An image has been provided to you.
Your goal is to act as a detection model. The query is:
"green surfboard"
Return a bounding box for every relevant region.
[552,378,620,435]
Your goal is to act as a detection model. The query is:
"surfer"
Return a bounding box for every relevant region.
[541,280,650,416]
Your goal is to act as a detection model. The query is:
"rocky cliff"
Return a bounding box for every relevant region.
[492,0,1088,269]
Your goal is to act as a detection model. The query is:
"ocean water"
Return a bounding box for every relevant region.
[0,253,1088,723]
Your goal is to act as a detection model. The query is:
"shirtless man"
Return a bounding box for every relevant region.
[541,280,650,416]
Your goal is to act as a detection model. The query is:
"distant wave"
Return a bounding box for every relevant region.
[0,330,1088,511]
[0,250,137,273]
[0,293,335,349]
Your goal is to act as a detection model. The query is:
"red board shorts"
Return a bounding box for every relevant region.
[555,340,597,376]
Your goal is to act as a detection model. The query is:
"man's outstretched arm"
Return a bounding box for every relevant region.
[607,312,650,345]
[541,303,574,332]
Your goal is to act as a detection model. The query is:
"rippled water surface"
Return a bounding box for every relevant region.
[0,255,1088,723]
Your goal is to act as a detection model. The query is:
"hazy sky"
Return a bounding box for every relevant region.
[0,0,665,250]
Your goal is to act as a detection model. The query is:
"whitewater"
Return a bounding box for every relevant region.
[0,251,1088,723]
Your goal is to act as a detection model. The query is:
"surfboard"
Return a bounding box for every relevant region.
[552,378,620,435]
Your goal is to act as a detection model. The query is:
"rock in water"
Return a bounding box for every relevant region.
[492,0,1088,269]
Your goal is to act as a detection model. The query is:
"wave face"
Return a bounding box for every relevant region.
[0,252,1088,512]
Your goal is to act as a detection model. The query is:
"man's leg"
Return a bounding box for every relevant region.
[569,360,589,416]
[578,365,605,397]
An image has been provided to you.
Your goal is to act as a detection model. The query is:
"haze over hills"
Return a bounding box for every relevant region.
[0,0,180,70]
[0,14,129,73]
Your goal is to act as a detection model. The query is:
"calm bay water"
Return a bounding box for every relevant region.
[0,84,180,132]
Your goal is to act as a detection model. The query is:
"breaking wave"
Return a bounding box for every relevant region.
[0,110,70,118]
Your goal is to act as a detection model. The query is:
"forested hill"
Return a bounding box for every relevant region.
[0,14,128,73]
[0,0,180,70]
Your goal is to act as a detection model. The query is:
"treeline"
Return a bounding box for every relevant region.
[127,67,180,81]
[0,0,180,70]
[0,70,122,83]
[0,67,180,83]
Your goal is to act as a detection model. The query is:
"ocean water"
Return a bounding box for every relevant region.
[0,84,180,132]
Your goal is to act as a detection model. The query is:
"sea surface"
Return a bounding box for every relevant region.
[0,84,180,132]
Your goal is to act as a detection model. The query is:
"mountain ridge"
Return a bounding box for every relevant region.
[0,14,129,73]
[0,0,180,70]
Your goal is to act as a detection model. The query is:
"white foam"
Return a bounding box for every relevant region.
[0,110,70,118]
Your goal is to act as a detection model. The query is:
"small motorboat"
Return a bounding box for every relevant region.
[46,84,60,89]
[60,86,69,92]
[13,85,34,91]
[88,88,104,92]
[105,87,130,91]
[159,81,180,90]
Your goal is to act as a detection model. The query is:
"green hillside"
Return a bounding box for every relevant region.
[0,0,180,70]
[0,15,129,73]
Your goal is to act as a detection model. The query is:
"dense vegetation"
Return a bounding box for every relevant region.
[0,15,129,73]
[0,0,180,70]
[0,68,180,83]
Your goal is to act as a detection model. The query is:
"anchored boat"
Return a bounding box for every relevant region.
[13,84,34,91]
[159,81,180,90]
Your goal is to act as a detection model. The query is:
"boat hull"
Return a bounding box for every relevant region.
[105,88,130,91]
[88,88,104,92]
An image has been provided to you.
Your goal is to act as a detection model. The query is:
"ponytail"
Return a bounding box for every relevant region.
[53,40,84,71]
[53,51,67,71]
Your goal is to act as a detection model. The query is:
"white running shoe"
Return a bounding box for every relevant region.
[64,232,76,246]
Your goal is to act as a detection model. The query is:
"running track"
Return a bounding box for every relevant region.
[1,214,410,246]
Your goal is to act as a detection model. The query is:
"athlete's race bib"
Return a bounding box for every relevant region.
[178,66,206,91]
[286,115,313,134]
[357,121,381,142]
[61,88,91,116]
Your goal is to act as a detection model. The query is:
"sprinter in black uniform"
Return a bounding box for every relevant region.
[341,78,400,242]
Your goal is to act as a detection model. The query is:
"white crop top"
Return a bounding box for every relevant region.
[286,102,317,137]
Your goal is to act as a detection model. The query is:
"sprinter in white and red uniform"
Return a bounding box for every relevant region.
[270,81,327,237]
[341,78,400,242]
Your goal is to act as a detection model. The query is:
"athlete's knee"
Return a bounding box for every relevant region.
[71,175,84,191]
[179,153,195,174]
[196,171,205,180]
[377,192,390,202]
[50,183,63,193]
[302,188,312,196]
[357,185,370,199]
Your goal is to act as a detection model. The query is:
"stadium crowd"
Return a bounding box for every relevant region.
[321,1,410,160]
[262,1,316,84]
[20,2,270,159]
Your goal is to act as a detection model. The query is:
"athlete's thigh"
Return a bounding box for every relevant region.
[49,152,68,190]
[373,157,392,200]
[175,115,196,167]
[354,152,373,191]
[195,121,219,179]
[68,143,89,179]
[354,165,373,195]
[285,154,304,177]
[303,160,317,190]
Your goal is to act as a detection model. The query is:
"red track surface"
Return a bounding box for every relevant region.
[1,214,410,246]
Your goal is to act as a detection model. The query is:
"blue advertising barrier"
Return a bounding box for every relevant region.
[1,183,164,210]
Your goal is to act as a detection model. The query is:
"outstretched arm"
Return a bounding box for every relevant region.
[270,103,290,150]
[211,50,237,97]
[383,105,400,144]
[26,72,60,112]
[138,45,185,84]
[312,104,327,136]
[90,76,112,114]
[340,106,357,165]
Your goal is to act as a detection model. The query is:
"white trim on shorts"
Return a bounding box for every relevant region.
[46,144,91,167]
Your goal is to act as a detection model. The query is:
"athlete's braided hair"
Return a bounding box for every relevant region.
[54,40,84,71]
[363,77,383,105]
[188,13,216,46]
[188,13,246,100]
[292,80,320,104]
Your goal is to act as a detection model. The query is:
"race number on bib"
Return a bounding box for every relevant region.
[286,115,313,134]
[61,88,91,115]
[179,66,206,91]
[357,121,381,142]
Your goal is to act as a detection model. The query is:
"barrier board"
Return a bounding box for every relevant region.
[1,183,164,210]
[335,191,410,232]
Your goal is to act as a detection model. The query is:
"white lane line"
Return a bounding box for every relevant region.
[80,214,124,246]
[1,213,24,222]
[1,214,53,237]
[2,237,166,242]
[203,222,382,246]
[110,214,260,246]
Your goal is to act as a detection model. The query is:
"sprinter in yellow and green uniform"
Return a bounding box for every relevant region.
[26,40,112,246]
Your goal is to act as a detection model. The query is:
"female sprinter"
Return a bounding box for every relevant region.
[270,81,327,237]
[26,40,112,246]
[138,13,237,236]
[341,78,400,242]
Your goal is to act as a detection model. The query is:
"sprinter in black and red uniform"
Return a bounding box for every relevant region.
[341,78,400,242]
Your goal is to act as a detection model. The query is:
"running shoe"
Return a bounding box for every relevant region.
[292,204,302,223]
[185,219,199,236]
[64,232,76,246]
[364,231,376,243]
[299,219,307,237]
--------------------
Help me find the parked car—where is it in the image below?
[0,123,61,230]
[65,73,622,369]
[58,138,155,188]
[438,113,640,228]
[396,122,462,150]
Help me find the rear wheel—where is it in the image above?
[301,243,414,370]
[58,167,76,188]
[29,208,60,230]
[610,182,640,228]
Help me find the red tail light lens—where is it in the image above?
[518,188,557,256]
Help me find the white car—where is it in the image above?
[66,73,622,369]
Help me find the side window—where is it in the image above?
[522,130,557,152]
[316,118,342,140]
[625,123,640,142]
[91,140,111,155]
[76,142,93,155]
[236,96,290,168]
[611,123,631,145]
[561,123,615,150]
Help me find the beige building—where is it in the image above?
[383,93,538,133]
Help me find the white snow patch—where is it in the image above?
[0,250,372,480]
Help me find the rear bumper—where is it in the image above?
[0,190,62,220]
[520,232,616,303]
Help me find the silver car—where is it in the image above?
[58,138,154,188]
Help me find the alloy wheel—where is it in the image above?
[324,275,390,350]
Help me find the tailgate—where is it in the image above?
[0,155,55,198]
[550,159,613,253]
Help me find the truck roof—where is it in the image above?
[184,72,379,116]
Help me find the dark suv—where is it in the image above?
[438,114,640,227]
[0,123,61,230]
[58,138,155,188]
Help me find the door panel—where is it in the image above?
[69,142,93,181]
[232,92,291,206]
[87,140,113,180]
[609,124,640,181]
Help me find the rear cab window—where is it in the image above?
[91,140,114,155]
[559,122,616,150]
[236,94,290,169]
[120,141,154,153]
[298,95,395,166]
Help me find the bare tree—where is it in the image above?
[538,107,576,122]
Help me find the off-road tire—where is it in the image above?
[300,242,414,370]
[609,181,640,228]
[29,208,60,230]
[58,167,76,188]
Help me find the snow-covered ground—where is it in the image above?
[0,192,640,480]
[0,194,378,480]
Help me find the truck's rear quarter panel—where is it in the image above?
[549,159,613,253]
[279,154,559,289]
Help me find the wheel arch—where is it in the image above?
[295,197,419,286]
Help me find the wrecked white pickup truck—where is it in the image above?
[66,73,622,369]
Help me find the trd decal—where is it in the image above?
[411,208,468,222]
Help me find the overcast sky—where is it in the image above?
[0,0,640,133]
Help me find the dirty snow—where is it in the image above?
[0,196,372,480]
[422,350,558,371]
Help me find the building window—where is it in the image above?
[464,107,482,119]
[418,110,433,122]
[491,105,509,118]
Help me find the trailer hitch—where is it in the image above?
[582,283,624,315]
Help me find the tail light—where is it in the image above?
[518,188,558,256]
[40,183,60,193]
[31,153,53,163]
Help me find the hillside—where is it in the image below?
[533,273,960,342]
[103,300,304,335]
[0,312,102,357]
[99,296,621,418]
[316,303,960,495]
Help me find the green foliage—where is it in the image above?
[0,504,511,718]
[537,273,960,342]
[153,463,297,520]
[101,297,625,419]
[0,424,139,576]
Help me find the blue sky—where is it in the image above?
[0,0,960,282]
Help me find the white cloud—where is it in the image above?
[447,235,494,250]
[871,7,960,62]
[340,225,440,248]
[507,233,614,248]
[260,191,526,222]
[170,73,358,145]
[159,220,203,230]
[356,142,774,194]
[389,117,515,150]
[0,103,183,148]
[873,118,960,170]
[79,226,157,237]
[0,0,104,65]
--------------------
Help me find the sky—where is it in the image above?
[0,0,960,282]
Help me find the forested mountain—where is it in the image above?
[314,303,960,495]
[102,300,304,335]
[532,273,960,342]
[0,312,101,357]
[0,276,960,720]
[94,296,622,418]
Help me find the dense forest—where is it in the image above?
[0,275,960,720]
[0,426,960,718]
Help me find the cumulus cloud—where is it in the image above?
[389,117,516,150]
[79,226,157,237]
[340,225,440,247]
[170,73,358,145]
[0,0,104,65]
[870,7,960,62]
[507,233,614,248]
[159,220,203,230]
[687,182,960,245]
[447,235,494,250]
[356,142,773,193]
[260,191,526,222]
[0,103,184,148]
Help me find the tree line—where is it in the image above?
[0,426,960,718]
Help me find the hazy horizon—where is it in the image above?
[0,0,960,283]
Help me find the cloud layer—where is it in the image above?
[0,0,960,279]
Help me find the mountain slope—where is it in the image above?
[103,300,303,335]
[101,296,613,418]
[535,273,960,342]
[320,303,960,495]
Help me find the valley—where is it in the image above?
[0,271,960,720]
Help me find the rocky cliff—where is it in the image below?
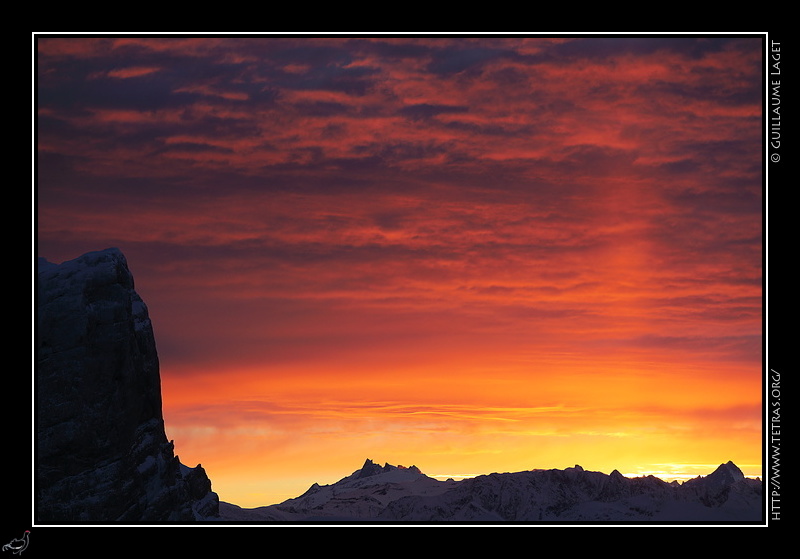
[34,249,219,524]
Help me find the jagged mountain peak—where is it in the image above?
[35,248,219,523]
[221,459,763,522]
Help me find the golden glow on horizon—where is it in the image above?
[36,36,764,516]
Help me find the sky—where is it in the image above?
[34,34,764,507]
--------------------
# What the task asks
Could you quote the data word for word, from the line with "Help me find the rocky" up to and including the line with "[34,34,764,507]", leaving the pictures out of your answer?

# Worked solution
Help me find the rocky cliff—where is it in the image below?
[34,249,219,524]
Help me find the jagged mountain peak—where is it in the image above?
[35,248,219,523]
[221,459,763,522]
Help me find the golden glow on horizon—where is it in the image above?
[36,36,764,516]
Help me find the sky—where is it in the image above?
[34,34,764,507]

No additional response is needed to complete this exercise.